**Image object location entries**:
>>>>

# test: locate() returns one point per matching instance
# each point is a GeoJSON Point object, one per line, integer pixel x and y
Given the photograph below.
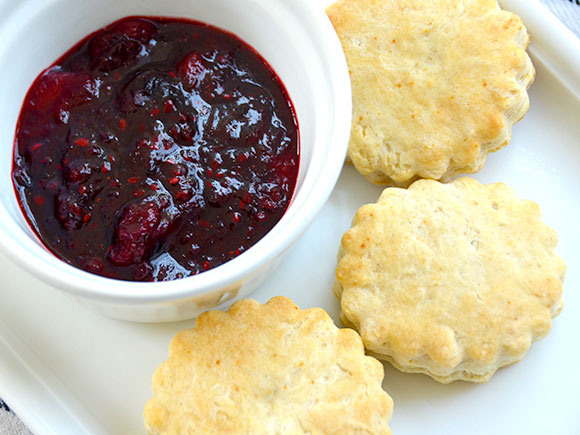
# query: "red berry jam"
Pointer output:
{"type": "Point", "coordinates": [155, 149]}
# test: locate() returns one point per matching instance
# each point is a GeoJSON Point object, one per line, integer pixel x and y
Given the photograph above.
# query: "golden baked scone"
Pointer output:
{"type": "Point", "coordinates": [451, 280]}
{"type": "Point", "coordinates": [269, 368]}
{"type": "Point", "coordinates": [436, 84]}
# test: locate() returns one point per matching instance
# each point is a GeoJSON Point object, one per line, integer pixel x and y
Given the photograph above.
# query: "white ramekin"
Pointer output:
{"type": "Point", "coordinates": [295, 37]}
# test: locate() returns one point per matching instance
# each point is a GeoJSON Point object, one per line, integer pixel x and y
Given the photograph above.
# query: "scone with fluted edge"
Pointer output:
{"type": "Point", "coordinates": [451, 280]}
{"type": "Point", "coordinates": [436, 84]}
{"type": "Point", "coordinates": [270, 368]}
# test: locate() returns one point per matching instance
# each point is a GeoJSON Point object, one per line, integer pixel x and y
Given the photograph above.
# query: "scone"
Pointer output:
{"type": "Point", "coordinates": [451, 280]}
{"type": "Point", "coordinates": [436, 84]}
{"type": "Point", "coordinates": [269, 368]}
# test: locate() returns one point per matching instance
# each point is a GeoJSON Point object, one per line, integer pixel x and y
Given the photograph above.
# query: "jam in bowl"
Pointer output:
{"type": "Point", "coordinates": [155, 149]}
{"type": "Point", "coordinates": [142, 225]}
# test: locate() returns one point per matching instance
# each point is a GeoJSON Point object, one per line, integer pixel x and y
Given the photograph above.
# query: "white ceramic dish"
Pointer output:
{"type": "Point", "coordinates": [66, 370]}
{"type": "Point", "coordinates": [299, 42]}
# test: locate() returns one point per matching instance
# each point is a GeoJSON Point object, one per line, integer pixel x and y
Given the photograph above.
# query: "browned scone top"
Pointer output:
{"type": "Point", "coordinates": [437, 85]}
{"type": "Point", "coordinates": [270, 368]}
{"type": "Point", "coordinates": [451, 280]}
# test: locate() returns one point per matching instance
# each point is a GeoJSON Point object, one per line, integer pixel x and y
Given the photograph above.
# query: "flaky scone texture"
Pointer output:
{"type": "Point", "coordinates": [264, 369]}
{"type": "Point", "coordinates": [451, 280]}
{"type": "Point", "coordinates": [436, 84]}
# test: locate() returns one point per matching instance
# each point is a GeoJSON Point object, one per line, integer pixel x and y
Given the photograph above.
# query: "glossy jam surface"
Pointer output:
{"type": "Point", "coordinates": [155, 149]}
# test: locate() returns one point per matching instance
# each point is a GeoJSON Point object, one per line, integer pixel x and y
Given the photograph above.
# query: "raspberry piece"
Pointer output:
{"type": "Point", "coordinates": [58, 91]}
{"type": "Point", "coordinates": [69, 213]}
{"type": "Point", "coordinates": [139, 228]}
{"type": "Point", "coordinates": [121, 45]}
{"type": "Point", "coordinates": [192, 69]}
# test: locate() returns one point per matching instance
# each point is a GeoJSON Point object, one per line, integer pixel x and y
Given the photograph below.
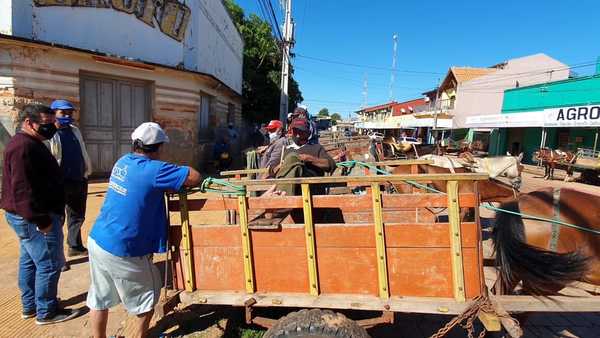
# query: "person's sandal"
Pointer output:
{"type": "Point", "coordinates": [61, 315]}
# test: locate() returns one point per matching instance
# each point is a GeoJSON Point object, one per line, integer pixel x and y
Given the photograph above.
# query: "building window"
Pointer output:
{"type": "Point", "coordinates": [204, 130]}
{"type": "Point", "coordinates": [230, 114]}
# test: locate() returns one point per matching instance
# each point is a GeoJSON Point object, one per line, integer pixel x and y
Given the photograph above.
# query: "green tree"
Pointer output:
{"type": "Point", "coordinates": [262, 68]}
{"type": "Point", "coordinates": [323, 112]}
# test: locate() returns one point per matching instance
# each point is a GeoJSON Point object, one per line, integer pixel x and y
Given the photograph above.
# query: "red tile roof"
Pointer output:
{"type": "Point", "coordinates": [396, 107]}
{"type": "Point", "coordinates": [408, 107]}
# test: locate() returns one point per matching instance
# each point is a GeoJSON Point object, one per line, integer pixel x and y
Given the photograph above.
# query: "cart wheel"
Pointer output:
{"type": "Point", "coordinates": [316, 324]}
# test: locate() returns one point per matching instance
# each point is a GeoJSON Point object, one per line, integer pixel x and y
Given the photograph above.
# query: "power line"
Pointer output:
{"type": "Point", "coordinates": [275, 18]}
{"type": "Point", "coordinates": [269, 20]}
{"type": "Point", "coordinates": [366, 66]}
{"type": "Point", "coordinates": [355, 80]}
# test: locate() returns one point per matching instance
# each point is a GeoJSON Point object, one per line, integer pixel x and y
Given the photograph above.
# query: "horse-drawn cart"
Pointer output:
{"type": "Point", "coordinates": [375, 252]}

<<<<

**What you will do**:
Count the lines in the material above that contain the string "scone", treating uppercase and lowercase as distinct. Give only the number.

**Worked answer**:
5